Cette défense par une association est d’autant plus indispensable que les militaires ne peuvent pas compter sur les dispositions de l’article 6 du SGM.

Mais, à votre connaissance, a-t-on tiré toutes les conséquences de cette nouvelle situation, non pas en ce qui concerne la défense de la patrie (si j’ai le temps, je vous en parlerai,une autre fois), mais tout simplement en ce qui concerne le statut du Volontaire professionnel de la défense : qu’il soit officier, sous-officier, homme du rang (quelle que soit l’armée où il serve, j’ignore les particularismes là où il y a, soi-disant, une règle générale).

La réponse est très floue : les Armées (lato sensu, cela va du Chef jusqu’au dernier échelon de la hiérarchie) se sont empressées de donner un nouveau statut à ces professionnels de la défense, de le faire cogiter par un aréopage de sages, de le faire approuver par l’instance baptisée depuis des années « conseil supérieur de la fonction militaire » et de le faire voter dans les conditions qui ont été exposées sur ce site.

Il ne m’appartient pas de dire si vous êtes globalement contents de ce statut : autant de têtes autant d’avis disaient jadis les latinistes.

Par contre ce que je constate c’est que les militaires professionnels sont une catégorie spécifique « par défaut » : ils ne font bien évidemment pas partie de la fonction publique Territoriale créée en 1984, ni de la fonction publique hospitalière créée en 1986.

Au mieux ils ne peuvent donc faire partie que de ce que l’on appelait jadis « la Fonction publique », et c’est ainsi que l’article 10 du dit SGM dispose que « toute mesure de portée générale affectant la rémunération des fonctionnaires civils de l’Etat est, sous réserve des mesures d’adaptation nécessaires, appliquée avec effet simultané aux militaires ».

Vous avez bien lu : fonctionnaires civils de l’Etat. Mais question subsidiaire, comment se situent les militaires parmi les fonctionnaires civils de l’Etat ? Si vous le savez, d’urgence faites le moi savoir en écrivant à la direction de l’Adefdromil qui ne manquera pas de me faire connaître l’heureuse nouvelle.

Jadis (je vous parle d’un temps que vous ne pouvez pas connaître, dit le poète) on apprenait dans les écoles – que le décret du 10 juillet 1948 portait classement hiérarchique des grades et emplois des personnels civils et militaires de l’Etat, c’est-à-dire si mes souvenirs sont bons qu’un capitaine jeune se situait à peu près à la même hauteur que (voilà que je ne sais plus, j’allais dire un « instituteur ») ; mais comme vous l’avez lu sur ce site, ce classement a fait l’objet de plus de 500 mises à jour (terme préféré par la direction de la fonction publique à celui de modificatif) et personne n’a la version à jour de ce classement ou ne veut la rendre publique; les commissaires de toutes les armées ont jugé que cette tâche ne faisait pas partie de leur boulot.

Lignes extraites:

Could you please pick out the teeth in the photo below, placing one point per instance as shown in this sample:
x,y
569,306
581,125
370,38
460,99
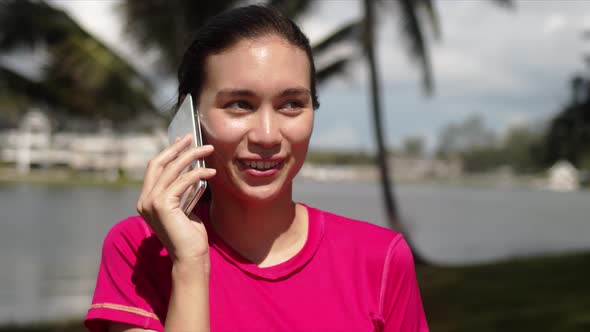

Travail demandé:
Rédigez, s'il vous plaît, la suite du texte sur le statut des militaires professionnels, en reprenant juste après sa dernière phrase.

Votre réponse:
Alors, dans ces conditions, la seule chose qu’on peut dire est que le militaire professionnel est au mieux un agent de l’Etat, mais nul ne sait, du moins pas moi, comment il se situe dans le grand classement des personnels civils et militaires de l’Etat; jadis (oh qu’il est loin le temps « jadis »), on savait, maintenant que les militaires sont devenus professionnels : on ne sait plus, du moins pas moi.

Ah que c’est beau le progrès ! des ordinateurs qui ronronnent, remplacent les pots de fleurs sur les bureaux, et n’ordinent pas le classement, un conseil qui approuve (sans doute sans trop savoir ce qu’il approuve). Des statuts, en veux-tu et en voilà ; à coté du statut général on trouve des statuts particuliers à tour de bras.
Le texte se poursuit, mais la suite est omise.